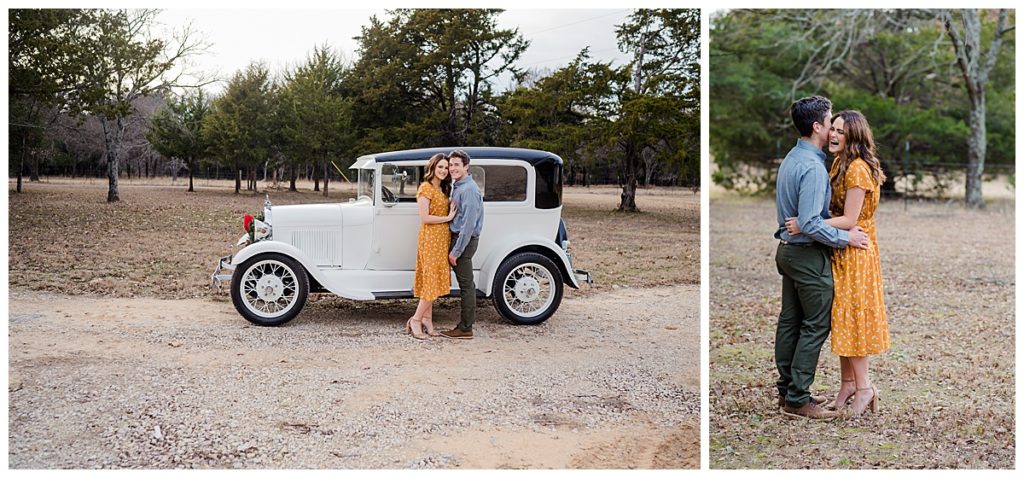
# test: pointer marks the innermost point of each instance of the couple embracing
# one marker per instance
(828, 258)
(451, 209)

...

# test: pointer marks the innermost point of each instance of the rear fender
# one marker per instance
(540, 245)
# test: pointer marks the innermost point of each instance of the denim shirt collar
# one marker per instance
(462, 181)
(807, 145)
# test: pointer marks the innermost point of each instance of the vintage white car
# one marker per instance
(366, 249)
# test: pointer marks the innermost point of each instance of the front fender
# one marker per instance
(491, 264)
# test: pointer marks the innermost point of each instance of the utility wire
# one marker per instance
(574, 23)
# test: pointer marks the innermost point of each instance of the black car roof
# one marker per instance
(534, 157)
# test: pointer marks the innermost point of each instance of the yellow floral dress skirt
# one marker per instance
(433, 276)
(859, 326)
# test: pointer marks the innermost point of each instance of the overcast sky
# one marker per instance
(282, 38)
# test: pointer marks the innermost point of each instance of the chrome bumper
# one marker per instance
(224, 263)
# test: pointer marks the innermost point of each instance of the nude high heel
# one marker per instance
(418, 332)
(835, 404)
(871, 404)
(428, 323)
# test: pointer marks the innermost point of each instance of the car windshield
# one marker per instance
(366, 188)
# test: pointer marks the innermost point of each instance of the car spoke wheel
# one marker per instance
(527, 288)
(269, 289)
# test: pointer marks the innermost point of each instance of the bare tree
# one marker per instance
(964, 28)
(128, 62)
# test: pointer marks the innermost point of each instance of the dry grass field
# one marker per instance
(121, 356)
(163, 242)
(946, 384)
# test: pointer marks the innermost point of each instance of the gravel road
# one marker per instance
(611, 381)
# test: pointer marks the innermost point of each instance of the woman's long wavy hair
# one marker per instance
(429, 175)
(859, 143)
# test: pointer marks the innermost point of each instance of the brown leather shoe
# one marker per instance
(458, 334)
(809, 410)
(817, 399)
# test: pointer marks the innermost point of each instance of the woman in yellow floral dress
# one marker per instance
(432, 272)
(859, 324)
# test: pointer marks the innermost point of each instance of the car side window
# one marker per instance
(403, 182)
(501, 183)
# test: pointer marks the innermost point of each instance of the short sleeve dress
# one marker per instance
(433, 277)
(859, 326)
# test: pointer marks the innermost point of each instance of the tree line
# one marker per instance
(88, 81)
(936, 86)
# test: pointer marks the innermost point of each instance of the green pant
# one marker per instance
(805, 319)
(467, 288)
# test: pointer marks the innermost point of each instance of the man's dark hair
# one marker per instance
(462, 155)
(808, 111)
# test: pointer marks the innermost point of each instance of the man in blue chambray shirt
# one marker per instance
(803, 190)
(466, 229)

==

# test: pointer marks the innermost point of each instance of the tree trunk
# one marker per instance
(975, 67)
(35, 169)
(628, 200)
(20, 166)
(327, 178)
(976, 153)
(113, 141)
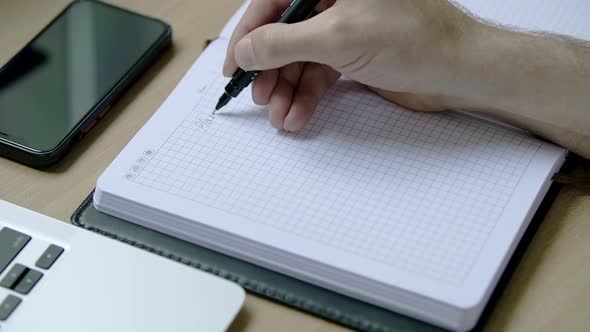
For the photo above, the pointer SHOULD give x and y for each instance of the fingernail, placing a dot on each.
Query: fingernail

> [Exercise task]:
Copy the listing lines verbatim, starting at the line containing "the tree trunk" and ending at the line containing "Query: fingernail", with both of those lines included. Leave the pictures out of your answer.

> [Response to the exercise]:
# test: pointer marks the innermost point of each instance of the tree trunk
# one marker per instance
(975, 67)
(35, 169)
(628, 200)
(20, 166)
(327, 178)
(976, 153)
(113, 141)
For the photo above, the pointer SHOULD give x and y for each instance of the fingernail, placing a dot on each.
Query: fingernail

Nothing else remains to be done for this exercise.